Search  
 

[back]

The Immorality of Religious Ethics

David Koepsell


The following article is from the Secular Humanist Bulletin, Volume 23, Number 3 (Fall 2007).


One of the frequent and abhorrent objections made to or about nonbelievers is that we have no foundation for ethics, no moral compass, as it were. Without a god to guide us in our everyday communion with our fellow humans, we must be drifting in a sea of relativism, guided by animal instincts, hedonistic desires, and acting moment to moment to fulfill our individual interests. As expressed on the Web site ChristiansAnswers.com: “Atheism leads most Secular Humanists to adopt ethical Relativism—the belief that no absolute moral code exists, and therefore man must adjust his ethical standards in each situation according to his own judgment. If God does not exist, then He cannot establish an absolute moral code. Humanist Max Hocutt says that human beings ‘may, and do, make up their own rules…. Morality is not discovered; it is made.’”

In my experience, this just isn’t so. This myth is based upon a number of conceits that do not stand up against the weight of the evidence. Chief among these is the notion that morals come from some higher power and that humankind, were it not for the beneficent and stern guidance of its supernatural dictator, would devolve into a Hobbesian war of all against all. This thesis is objectionable for a number of reasons, and it ultimately devalues human morality as found in nature and as expressed in everyday acts of beneficence and kindness. Ultimately, those of us who come to our ethics via secular means often marvel at the grand hypocrisy of religious proselytizers who chide their congregations into accepting millennia-old ethical codes handed down from primitive, hierarchical societies, picking and choosing those commandments they be lieve worthy and conveniently forgetting those that make no sense in our modern world. Isn’t this a form of ethical relativism?

[Material provided]
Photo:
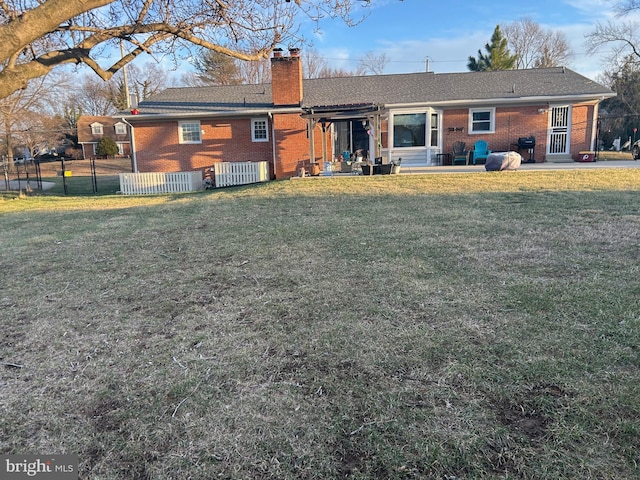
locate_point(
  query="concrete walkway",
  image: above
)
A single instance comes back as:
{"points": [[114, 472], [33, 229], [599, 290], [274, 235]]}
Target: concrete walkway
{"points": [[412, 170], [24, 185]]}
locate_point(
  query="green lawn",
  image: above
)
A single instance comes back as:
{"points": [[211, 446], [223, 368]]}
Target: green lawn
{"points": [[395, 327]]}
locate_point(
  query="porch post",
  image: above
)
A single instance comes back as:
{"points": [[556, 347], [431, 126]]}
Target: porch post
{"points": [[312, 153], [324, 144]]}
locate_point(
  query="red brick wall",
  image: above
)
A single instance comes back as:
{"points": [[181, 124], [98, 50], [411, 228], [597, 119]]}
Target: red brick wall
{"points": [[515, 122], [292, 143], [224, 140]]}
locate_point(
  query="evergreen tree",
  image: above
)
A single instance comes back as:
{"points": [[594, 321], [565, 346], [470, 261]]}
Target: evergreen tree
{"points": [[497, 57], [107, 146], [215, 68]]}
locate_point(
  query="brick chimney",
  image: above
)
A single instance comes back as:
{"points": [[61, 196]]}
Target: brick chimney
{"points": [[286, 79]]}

--

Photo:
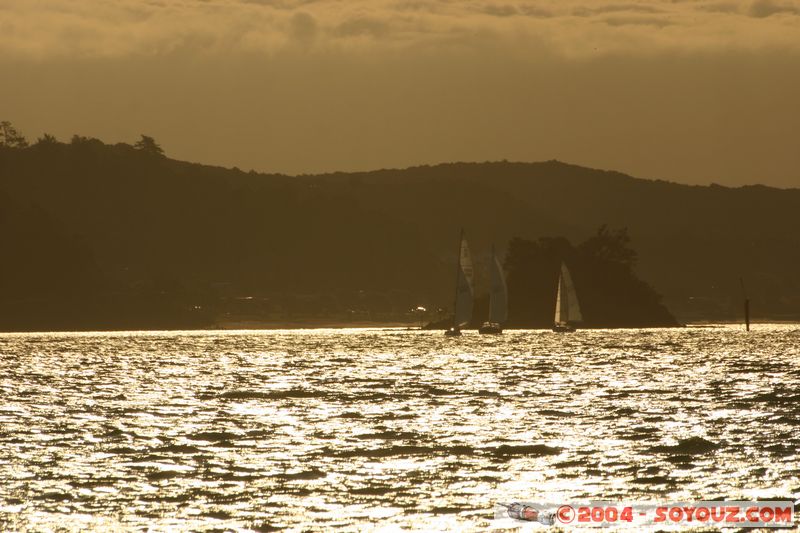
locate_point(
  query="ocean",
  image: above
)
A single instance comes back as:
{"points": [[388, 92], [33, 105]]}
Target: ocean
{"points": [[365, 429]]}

* * *

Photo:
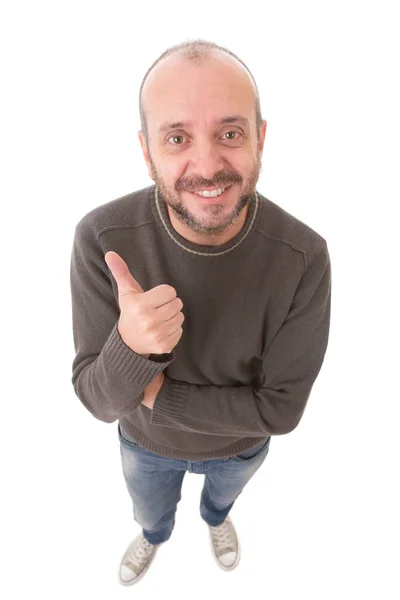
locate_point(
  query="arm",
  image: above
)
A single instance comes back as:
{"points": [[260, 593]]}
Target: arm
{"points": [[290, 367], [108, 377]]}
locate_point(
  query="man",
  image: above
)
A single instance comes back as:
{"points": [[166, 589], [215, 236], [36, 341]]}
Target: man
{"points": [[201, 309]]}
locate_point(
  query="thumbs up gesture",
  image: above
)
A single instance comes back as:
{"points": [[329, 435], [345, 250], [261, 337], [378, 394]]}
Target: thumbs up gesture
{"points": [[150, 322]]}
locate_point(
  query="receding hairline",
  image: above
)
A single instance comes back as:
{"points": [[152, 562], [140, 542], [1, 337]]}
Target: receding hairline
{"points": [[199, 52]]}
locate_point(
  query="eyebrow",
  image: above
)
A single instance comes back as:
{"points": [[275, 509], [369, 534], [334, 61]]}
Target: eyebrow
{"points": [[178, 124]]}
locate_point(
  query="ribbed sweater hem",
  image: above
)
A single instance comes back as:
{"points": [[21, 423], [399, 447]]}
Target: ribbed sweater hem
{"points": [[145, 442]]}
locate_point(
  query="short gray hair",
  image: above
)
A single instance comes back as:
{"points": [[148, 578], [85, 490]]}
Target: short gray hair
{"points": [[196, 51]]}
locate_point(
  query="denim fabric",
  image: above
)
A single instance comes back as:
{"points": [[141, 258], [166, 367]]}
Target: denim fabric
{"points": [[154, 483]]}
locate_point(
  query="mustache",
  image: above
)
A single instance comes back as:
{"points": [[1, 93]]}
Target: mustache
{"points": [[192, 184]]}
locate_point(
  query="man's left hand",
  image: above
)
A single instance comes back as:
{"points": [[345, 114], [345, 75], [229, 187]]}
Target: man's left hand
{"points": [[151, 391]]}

[Problem]
Answer these from the article on religious ethics:
1. In which publication and issue did the article appear?
2. Which website does the article quote on atheism and ethical relativism?
3. Into what does the author say humankind would devolve without its "supernatural dictator," according to the view being challenged?

[Completed exercise]
1. The Secular Humanist Bulletin, Volume 23, Number 3 (Fall 2007).
2. ChristiansAnswers.com.
3. A Hobbesian war of all against all.